Items from a data source:
--- begin ---

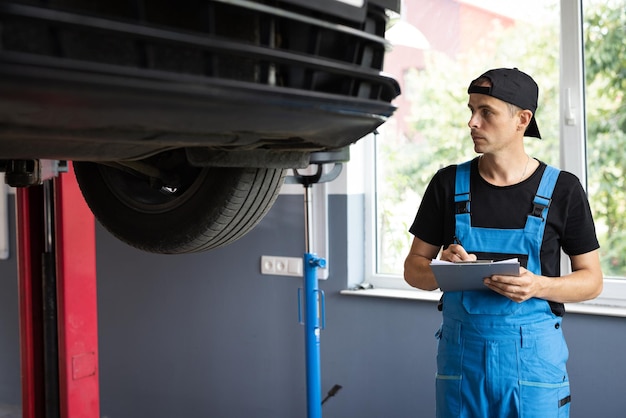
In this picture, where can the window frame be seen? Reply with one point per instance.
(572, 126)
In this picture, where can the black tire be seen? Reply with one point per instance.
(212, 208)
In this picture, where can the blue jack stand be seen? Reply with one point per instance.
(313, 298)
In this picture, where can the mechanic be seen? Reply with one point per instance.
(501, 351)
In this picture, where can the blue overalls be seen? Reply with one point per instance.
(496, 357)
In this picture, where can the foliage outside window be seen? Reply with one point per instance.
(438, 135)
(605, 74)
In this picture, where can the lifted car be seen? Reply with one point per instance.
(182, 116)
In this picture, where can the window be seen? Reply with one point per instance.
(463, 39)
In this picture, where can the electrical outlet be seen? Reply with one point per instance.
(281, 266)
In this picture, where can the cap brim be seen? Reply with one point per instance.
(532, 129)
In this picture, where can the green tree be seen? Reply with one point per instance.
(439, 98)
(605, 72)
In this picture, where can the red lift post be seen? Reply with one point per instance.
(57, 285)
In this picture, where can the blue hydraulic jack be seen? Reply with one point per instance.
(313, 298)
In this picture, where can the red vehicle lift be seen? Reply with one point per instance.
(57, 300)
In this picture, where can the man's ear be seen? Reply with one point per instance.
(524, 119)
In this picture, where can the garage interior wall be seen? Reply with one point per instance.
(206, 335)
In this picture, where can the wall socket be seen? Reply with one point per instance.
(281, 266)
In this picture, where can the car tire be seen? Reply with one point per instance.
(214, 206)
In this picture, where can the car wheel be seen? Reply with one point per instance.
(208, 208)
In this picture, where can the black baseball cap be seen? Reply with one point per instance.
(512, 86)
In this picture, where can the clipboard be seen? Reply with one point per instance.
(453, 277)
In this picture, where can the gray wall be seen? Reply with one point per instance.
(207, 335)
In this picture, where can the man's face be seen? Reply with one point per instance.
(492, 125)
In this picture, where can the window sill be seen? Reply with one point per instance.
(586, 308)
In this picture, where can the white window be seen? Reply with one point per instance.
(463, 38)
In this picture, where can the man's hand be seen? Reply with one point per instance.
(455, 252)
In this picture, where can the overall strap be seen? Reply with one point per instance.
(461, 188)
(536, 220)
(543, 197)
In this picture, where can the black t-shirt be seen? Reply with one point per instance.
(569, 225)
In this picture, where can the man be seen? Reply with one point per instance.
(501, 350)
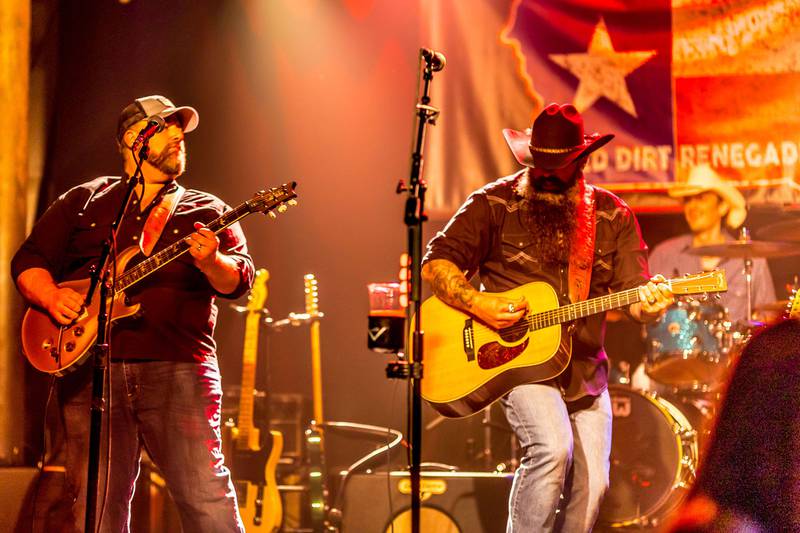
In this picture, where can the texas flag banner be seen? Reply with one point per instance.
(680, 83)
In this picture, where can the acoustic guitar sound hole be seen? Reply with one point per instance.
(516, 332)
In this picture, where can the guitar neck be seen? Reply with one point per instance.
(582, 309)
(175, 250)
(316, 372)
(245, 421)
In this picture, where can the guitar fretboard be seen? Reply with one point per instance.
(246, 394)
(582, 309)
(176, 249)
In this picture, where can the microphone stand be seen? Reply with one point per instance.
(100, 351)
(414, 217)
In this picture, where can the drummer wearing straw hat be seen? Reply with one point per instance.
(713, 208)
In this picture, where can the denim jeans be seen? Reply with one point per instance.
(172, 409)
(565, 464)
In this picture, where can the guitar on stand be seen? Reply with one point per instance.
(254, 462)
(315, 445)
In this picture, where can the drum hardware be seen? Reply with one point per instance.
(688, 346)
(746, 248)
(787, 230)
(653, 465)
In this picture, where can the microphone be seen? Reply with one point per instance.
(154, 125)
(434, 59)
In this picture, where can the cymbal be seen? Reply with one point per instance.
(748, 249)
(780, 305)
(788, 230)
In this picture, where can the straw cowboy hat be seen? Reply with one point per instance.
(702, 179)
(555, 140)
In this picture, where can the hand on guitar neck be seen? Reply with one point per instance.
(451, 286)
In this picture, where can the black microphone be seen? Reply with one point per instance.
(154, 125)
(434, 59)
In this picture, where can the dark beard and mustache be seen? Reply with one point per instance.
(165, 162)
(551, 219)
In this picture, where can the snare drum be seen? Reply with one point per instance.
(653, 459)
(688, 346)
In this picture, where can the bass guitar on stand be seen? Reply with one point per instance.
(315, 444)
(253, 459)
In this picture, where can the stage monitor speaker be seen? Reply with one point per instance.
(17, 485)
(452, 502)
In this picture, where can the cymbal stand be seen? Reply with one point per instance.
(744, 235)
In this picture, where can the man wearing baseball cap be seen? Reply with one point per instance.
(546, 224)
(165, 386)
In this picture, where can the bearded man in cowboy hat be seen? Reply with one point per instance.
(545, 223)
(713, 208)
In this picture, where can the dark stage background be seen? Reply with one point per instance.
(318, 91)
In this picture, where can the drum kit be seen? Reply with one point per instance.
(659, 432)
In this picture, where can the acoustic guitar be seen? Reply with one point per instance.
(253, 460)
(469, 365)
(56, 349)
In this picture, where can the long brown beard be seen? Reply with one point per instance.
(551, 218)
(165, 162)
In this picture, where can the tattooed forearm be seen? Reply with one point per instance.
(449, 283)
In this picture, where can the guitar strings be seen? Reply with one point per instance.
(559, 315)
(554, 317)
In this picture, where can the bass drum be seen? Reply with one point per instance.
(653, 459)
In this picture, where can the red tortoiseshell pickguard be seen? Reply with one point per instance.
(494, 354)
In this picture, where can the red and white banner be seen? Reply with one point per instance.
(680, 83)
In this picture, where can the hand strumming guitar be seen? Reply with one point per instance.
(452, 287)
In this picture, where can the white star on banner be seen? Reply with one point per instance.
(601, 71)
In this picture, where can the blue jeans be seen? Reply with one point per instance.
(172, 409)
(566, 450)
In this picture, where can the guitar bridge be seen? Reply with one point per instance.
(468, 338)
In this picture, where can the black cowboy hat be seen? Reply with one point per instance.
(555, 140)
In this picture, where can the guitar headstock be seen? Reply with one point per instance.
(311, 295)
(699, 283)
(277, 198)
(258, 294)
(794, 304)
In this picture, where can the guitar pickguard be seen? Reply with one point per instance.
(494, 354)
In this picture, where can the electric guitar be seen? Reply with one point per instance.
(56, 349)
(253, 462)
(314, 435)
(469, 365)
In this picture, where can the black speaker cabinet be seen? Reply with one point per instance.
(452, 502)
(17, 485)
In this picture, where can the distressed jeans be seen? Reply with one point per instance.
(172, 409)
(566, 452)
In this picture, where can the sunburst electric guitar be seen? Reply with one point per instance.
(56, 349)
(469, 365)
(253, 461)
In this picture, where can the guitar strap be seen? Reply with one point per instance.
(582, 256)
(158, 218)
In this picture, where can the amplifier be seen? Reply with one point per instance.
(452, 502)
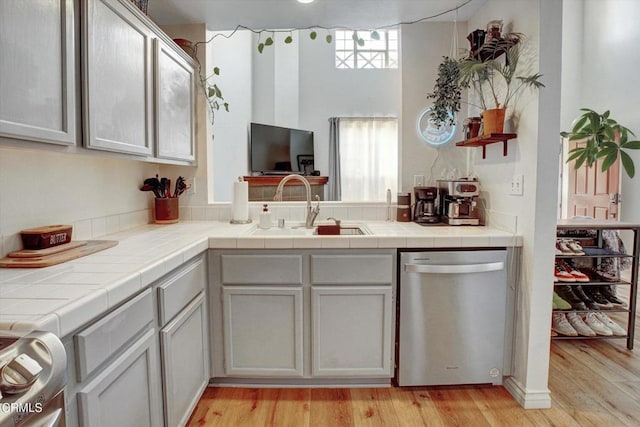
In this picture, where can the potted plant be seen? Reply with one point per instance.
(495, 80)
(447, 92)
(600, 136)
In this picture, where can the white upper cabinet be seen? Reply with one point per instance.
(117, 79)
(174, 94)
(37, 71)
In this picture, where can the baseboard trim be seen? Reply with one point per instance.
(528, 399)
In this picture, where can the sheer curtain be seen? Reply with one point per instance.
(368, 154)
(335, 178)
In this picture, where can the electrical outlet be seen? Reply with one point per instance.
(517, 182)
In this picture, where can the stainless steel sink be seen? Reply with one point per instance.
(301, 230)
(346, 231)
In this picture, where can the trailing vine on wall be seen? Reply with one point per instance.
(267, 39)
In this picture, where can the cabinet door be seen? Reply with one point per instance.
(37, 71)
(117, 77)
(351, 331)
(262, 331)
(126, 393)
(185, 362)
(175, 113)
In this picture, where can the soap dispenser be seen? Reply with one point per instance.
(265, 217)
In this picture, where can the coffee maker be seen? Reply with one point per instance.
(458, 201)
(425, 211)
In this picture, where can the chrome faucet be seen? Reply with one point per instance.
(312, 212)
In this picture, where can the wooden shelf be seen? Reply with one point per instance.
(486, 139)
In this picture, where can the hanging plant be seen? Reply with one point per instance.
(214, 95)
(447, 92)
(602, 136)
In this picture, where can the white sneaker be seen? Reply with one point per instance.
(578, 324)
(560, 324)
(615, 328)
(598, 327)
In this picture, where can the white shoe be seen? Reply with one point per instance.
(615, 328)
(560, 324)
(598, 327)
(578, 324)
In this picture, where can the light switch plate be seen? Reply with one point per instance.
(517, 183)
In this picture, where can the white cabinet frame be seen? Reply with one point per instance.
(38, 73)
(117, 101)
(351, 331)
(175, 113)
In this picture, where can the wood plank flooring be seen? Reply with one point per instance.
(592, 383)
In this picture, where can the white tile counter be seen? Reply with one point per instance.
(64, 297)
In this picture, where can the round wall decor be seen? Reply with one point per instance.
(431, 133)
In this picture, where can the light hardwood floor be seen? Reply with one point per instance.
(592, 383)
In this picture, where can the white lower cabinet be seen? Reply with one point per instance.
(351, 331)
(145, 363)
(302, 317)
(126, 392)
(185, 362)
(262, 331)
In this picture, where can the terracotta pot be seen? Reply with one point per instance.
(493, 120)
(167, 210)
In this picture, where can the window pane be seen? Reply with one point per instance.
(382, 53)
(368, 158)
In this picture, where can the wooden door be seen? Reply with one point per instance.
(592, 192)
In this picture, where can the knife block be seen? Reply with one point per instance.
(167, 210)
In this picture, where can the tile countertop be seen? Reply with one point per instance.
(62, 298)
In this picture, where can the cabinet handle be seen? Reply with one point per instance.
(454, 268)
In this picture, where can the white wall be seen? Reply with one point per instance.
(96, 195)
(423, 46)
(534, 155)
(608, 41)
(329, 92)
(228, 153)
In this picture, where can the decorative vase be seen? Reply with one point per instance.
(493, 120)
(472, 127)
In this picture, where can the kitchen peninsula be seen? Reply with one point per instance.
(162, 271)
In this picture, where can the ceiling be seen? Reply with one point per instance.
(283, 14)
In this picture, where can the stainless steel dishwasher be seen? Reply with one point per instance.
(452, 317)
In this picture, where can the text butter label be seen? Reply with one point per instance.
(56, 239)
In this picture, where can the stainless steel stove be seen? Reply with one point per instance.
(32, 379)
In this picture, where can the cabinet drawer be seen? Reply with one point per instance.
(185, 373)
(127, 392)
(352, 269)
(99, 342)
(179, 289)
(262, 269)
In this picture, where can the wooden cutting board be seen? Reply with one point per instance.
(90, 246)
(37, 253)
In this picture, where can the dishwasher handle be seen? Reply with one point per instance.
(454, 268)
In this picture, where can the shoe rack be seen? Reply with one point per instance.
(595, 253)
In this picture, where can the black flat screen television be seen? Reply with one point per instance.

--- end ---

INSTRUCTION -> Retype exactly, please, each line from the line that contains "In this picture, where can the cabinet drawer" through the last line of the entries above, with nothing added.

REPLY ->
In this picture, where can the cabinet drawer be seen? Reply with one point per instance.
(185, 373)
(127, 392)
(352, 269)
(99, 342)
(179, 289)
(262, 269)
In this picture, where can the wooden cutting board be seen? Reply with one point per instance.
(90, 246)
(37, 253)
In this picture, where can the dishwasher handle be seen? Reply with one point per instance.
(454, 268)
In this picture, where can the shoe rack be seen? Reply with one point per instance.
(595, 253)
In this picture, where can the black flat screen television be seen? Reply with one point per instance.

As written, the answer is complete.